REQUIRED TASK: Convert the data below into a JSON list of strings with one string per line, leaving out blank lines.

DATASET EXCERPTS:
_ _ _ _ _
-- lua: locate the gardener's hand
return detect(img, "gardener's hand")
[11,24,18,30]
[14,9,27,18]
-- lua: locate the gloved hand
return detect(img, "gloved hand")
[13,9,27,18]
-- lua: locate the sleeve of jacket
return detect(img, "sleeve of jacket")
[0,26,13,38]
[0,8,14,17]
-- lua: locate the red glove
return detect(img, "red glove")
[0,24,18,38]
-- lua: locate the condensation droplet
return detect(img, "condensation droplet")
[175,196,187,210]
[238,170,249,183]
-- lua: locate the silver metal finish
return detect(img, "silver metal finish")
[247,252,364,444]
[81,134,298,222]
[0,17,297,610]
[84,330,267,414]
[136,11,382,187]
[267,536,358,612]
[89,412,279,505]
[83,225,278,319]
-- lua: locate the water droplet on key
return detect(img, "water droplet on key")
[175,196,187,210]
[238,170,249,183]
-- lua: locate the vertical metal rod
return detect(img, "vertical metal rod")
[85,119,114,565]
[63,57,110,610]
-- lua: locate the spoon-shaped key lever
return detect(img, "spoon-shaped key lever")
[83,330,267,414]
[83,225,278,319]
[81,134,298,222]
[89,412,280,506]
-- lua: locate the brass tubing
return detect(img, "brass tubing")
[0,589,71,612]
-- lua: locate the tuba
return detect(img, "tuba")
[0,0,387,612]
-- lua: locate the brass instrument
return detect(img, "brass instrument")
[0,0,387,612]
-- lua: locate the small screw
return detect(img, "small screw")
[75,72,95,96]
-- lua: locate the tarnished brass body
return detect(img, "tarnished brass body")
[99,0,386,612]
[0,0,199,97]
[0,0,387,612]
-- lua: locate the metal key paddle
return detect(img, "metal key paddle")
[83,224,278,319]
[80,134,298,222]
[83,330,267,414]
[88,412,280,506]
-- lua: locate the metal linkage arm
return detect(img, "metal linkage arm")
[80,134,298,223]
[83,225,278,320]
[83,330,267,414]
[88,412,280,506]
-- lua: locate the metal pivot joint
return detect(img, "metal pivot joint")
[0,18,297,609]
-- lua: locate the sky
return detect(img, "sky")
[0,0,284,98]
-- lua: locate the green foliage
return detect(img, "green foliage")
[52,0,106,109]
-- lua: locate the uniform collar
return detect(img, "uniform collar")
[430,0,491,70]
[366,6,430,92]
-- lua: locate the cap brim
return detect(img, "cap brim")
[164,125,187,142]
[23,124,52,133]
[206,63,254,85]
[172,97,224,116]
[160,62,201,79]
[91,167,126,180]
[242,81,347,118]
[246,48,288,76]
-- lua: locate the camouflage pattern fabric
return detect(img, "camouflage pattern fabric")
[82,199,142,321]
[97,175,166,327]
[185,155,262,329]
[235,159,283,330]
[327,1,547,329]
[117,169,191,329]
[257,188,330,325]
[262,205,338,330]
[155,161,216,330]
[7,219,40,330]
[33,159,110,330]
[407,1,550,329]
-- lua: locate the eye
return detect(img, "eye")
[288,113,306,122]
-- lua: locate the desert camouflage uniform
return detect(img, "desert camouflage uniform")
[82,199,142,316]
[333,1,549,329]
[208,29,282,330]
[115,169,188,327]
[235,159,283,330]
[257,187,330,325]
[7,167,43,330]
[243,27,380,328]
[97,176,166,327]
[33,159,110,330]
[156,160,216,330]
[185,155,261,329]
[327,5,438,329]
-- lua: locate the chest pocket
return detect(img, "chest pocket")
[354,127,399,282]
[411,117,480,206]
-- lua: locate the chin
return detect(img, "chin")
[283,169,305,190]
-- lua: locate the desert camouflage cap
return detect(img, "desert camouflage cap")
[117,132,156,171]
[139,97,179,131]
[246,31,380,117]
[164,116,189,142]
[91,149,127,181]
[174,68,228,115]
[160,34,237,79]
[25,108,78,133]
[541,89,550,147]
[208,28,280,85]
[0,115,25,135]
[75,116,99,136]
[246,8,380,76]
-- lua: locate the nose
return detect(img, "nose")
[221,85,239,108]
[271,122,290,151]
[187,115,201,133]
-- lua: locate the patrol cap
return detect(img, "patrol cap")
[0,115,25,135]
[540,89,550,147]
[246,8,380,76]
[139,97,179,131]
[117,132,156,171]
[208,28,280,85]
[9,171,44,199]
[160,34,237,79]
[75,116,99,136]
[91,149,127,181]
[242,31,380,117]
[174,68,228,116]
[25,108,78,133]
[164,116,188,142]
_ _ _ _ _
EXPECTED ANSWER:
[
  "-- lua: locate the gardener's hand",
  "return detect(img, \"gardener's hand\")",
  "[11,24,18,30]",
  "[14,9,27,18]",
  "-- lua: locate the gloved hand",
  "return detect(img, \"gloved hand\")",
  "[13,9,27,18]",
  "-- lua: locate the sleeve of jacket",
  "return detect(img, \"sleeve of jacket\")",
  "[0,26,13,38]",
  "[0,8,14,17]",
  "-- lua: locate the red glove",
  "return detect(img, \"red glove\")",
  "[0,24,18,38]",
  "-- lua: locate the condensation droplet",
  "return detect(img, \"condensation droplet\")",
  "[175,196,187,210]",
  "[238,170,249,183]",
  "-- lua: locate the silver metal finish",
  "return detect(img, \"silver metal finish\")",
  "[247,252,364,444]",
  "[81,134,298,222]",
  "[0,17,297,610]",
  "[84,330,267,414]",
  "[136,11,382,187]",
  "[267,536,358,612]",
  "[89,412,279,505]",
  "[83,225,278,319]",
  "-- lua: locate the water droplet on key",
  "return detect(img, \"water droplet on key\")",
  "[175,196,187,210]",
  "[238,170,249,183]",
  "-- lua: locate the vertical metal rod",
  "return detect(img, \"vertical metal rod\")",
  "[85,119,114,565]",
  "[63,57,110,610]",
  "-- lua: locate the spoon-shaped key lever",
  "return detect(img, \"spoon-shaped key lever\")",
  "[83,330,267,414]",
  "[83,225,278,319]",
  "[81,134,298,222]",
  "[89,412,280,506]",
  "-- lua: locate the brass tubing",
  "return detect(img, \"brass tubing\")",
  "[0,589,71,612]",
  "-- lua: locate the tuba",
  "return detect(img, \"tuba\")",
  "[0,0,387,612]",
  "-- lua: locate the brass instrument",
  "return detect(img, \"brass instrument\")",
  "[0,0,387,612]",
  "-- lua: locate the small screw",
  "return detect(img, \"small screw\")",
  "[75,72,95,96]",
  "-- lua: locate the tarnished brass body",
  "return detect(img, \"tarnished brass body\")",
  "[99,0,386,612]",
  "[0,0,199,97]",
  "[0,0,387,612]",
  "-- lua: locate the metal key paddle",
  "return detect(img, \"metal key paddle\")",
  "[83,224,278,319]",
  "[80,134,298,222]",
  "[83,330,267,414]",
  "[88,412,280,506]",
  "-- lua: locate the metal linkage arm",
  "return detect(img, \"metal linkage arm\")",
  "[80,134,298,223]",
  "[83,225,278,320]",
  "[83,330,267,414]",
  "[88,412,280,506]",
  "-- lua: locate the metal pivot joint",
  "return detect(img, \"metal pivot joint\")",
  "[0,18,297,609]",
  "-- lua: locate the sky",
  "return detect(img, \"sky\")",
  "[0,0,284,98]",
  "-- lua: locate the green foliage",
  "return detect(img, \"green foliage\")",
  "[52,0,106,109]",
  "-- lua: locate the uniform collar",
  "return detect(img, \"uniform collar\")",
  "[430,0,491,70]",
  "[366,6,430,92]",
  "-- lua: locate the cap brim",
  "return detect(img, \"cap brim\")",
  "[164,125,187,142]",
  "[23,124,52,133]",
  "[206,63,254,85]",
  "[172,97,224,116]",
  "[160,62,201,79]",
  "[91,167,126,180]",
  "[242,81,347,118]",
  "[246,48,288,76]",
  "-- lua: locate the camouflage pattern fabric",
  "return detect(img, \"camouflage pattern fabric\")",
  "[82,199,142,321]",
  "[97,175,166,327]",
  "[185,155,262,329]",
  "[235,159,283,330]",
  "[327,1,547,329]",
  "[117,169,191,329]",
  "[257,188,330,325]",
  "[262,205,338,330]",
  "[155,161,216,330]",
  "[7,219,40,330]",
  "[33,159,110,330]",
  "[407,1,550,329]",
  "-- lua: locate the eye",
  "return detect(img, \"eye\")",
  "[288,113,306,122]",
  "-- lua: locate the desert camouflage uniform",
  "return detect(img, \"desert camouflage uniform\")",
  "[82,199,142,316]",
  "[333,1,549,329]",
  "[208,29,282,330]",
  "[115,169,188,327]",
  "[235,159,283,330]",
  "[257,187,330,325]",
  "[7,167,43,330]",
  "[243,27,380,328]",
  "[97,176,166,327]",
  "[33,159,110,330]",
  "[156,160,216,330]",
  "[185,155,261,329]",
  "[327,5,438,329]",
  "-- lua: locate the chest pocket",
  "return detect(img, \"chest pocket\")",
  "[354,127,399,282]",
  "[411,117,480,206]",
  "-- lua: locate the chin",
  "return detect(img, \"chin\")",
  "[283,169,305,190]",
  "-- lua: locate the desert camouflage cap",
  "return detect(img, \"desert camouflage cap\")",
  "[117,132,156,171]",
  "[139,97,179,131]",
  "[246,31,380,117]",
  "[164,116,189,142]",
  "[91,149,127,181]",
  "[174,68,228,115]",
  "[160,34,237,79]",
  "[25,108,78,133]",
  "[541,89,550,147]",
  "[208,28,280,85]",
  "[0,115,25,135]",
  "[75,116,99,136]",
  "[246,8,380,76]",
  "-- lua: locate the nose",
  "return detect(img, \"nose\")",
  "[221,85,239,108]",
  "[271,122,290,151]",
  "[187,115,201,133]",
  "-- lua: locate the patrol cap",
  "return detect(img, \"patrol cap\")",
  "[0,115,25,135]",
  "[540,89,550,147]",
  "[246,8,380,76]",
  "[139,97,179,131]",
  "[117,132,156,171]",
  "[208,28,280,85]",
  "[9,171,44,199]",
  "[160,34,237,79]",
  "[75,116,99,136]",
  "[91,149,127,181]",
  "[242,31,380,117]",
  "[174,68,228,116]",
  "[25,108,78,133]",
  "[164,116,188,142]"
]